◆ Saved entries ◆

::::

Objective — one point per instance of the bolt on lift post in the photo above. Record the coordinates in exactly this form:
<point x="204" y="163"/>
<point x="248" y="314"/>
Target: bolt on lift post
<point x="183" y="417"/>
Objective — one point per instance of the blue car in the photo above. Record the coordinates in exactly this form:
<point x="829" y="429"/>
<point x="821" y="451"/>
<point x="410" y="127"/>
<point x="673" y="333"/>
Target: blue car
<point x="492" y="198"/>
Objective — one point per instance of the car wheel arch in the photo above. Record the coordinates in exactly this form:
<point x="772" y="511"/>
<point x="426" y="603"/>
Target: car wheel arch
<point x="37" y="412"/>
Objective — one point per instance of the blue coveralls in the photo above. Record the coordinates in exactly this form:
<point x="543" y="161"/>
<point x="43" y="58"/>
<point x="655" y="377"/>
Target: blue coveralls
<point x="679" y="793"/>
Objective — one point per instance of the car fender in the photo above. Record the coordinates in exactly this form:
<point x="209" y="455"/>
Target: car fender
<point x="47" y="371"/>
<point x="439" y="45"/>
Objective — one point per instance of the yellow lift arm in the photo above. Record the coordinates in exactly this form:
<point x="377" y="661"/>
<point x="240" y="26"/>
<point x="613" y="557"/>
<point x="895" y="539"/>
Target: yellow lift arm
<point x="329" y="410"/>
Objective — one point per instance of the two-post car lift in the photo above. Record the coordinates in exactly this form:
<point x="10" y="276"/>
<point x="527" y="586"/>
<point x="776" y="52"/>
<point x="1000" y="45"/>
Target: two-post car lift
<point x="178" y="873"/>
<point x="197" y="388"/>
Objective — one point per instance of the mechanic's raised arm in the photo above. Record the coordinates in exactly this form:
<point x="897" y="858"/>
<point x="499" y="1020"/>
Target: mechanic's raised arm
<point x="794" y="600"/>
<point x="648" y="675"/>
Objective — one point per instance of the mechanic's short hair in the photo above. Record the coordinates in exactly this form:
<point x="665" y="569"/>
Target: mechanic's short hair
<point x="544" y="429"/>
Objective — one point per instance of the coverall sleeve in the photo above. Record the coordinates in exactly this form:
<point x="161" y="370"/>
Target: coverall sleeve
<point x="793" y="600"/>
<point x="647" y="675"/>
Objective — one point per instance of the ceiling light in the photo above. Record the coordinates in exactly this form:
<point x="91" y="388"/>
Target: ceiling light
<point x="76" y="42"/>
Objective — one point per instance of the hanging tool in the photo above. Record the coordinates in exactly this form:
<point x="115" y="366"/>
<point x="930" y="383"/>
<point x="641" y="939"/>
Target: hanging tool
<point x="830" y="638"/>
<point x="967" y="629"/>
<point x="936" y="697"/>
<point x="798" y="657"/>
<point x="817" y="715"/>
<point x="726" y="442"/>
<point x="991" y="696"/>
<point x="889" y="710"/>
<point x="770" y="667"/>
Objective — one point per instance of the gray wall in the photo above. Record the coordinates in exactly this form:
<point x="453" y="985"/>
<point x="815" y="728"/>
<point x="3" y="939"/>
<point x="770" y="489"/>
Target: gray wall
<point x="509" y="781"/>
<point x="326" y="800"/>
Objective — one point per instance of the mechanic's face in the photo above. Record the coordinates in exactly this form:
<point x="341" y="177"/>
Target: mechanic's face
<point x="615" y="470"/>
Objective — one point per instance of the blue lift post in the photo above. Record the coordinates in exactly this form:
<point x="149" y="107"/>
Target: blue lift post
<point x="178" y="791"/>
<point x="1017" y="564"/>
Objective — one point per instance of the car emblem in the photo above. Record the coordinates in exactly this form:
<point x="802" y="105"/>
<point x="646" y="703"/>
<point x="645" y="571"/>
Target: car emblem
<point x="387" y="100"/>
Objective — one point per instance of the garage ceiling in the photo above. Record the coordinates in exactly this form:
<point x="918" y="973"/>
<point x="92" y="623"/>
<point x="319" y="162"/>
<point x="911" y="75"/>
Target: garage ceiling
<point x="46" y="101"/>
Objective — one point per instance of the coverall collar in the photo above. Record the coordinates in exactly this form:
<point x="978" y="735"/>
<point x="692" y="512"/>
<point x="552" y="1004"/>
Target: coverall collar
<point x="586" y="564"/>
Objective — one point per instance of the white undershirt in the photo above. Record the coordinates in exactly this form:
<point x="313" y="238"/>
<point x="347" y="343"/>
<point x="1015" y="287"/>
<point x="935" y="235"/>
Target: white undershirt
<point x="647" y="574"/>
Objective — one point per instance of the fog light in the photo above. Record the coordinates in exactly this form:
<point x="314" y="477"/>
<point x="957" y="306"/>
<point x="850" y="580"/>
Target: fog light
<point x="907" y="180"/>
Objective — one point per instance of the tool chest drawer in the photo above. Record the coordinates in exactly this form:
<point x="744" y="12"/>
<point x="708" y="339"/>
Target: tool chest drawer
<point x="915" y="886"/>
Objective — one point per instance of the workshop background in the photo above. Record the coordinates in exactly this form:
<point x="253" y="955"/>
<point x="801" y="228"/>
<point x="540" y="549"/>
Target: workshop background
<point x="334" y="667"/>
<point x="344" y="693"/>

::::

◆ TASK BRIEF ◆
So that the data stays intact, repeat all of it exactly.

◆ RESULT OF THIS EXERCISE ◆
Objective — one point per instance of the bolt on lift post in the photo above. Record the coordinates in exactly this form:
<point x="204" y="163"/>
<point x="248" y="314"/>
Target: bolt on lift post
<point x="183" y="417"/>
Objective — one point per instance of the blue car in the photo above. Record the coordinates in exactly this form:
<point x="829" y="429"/>
<point x="821" y="451"/>
<point x="410" y="127"/>
<point x="673" y="333"/>
Target: blue car
<point x="492" y="198"/>
Objective — one point per instance of the car wheel arch in the photo above. Record the coordinates in exactly this form:
<point x="772" y="511"/>
<point x="426" y="603"/>
Target: car wheel arch
<point x="37" y="412"/>
Objective — one point per instance of the blue coveralls in the photo above. Record the coordinates in exactly this form:
<point x="543" y="161"/>
<point x="43" y="58"/>
<point x="655" y="377"/>
Target: blue coveralls
<point x="679" y="793"/>
Objective — one point per instance of the car fender in the photo above. Record the coordinates in exactly this form:
<point x="209" y="455"/>
Target: car fender
<point x="47" y="371"/>
<point x="439" y="45"/>
Objective — one point per instance of the yellow lift arm in the photo above. Record the coordinates in exactly this form:
<point x="377" y="661"/>
<point x="240" y="26"/>
<point x="613" y="557"/>
<point x="895" y="539"/>
Target: yellow lift arm
<point x="329" y="410"/>
Objective — one point per instance of the two-post car lift in the photo above. Record the coordinates in exactly this form:
<point x="10" y="276"/>
<point x="527" y="586"/>
<point x="776" y="52"/>
<point x="1000" y="45"/>
Target: two-post car lift
<point x="178" y="873"/>
<point x="197" y="388"/>
Objective — one point per instance of the mechanic's raised arm in the photo above. Record the coordinates in exactly this form:
<point x="897" y="858"/>
<point x="499" y="1020"/>
Target: mechanic's raised arm
<point x="794" y="600"/>
<point x="648" y="675"/>
Objective — one point per instance of the mechanic's short hair in the photo above. Record the coordinates in exactly this form:
<point x="665" y="569"/>
Target: mechanic's short hair
<point x="544" y="429"/>
Objective — one point per instance of the coverall sleeve in the photo above. Record the coordinates in exactly this form:
<point x="161" y="370"/>
Target: coverall sleeve
<point x="793" y="600"/>
<point x="647" y="675"/>
Objective — one point per instance of the ceiling light in the photo above. Record the coordinates in exactly this form:
<point x="91" y="388"/>
Target: ceiling light
<point x="76" y="42"/>
Objective — one point per instance of the hanging tool in the photo above. Record the coordinates in exactly this form:
<point x="115" y="366"/>
<point x="930" y="383"/>
<point x="641" y="939"/>
Target: hanging tool
<point x="830" y="638"/>
<point x="967" y="629"/>
<point x="936" y="697"/>
<point x="798" y="657"/>
<point x="817" y="715"/>
<point x="726" y="442"/>
<point x="991" y="696"/>
<point x="889" y="710"/>
<point x="770" y="667"/>
Objective — one point per instance of the gray wall in the photo above. Record the coordinates in exactly this form:
<point x="453" y="985"/>
<point x="815" y="728"/>
<point x="3" y="939"/>
<point x="770" y="489"/>
Target: gray wall
<point x="509" y="781"/>
<point x="326" y="800"/>
Objective — one point per instance of the mechanic's face in the photo above. Record the coordinates in exactly this form:
<point x="341" y="177"/>
Target: mechanic's face
<point x="615" y="470"/>
Objective — one point per instance of the blue lift post in the photo above. Record the coordinates in exactly this form:
<point x="149" y="107"/>
Target: blue lift post
<point x="178" y="791"/>
<point x="1017" y="564"/>
Objective — one point per instance of the car emblem in the photo above. Record the coordinates in exactly this form:
<point x="802" y="105"/>
<point x="646" y="703"/>
<point x="645" y="571"/>
Target: car emblem
<point x="387" y="100"/>
Objective — one point per instance of the garage ceiling in the photo above. Record the coordinates in exactly this form:
<point x="918" y="973"/>
<point x="92" y="623"/>
<point x="319" y="162"/>
<point x="911" y="75"/>
Target: garage ceiling
<point x="46" y="101"/>
Objective — one point per instance of the coverall collar in the photo above. Record the coordinates in exactly this form:
<point x="978" y="735"/>
<point x="692" y="512"/>
<point x="552" y="1004"/>
Target: coverall collar
<point x="586" y="564"/>
Objective — one point per instance of the white undershirt in the photo above. Record the coordinates in exactly this form:
<point x="313" y="238"/>
<point x="347" y="343"/>
<point x="1015" y="287"/>
<point x="935" y="235"/>
Target: white undershirt
<point x="647" y="574"/>
Objective — one point per instance of the fog light in the photo above. Record the coordinates in exactly this form:
<point x="314" y="477"/>
<point x="957" y="306"/>
<point x="850" y="580"/>
Target: fog light
<point x="907" y="180"/>
Objective — one point per instance of the tool chest drawer in the photo above. Record the coordinates in exactly this form:
<point x="744" y="12"/>
<point x="708" y="339"/>
Target: tool chest drawer
<point x="915" y="886"/>
Objective — one point per instance of the workshop background in the photo above. Record the coordinates in exactly this form:
<point x="253" y="955"/>
<point x="801" y="228"/>
<point x="540" y="549"/>
Target: workshop background
<point x="334" y="667"/>
<point x="344" y="693"/>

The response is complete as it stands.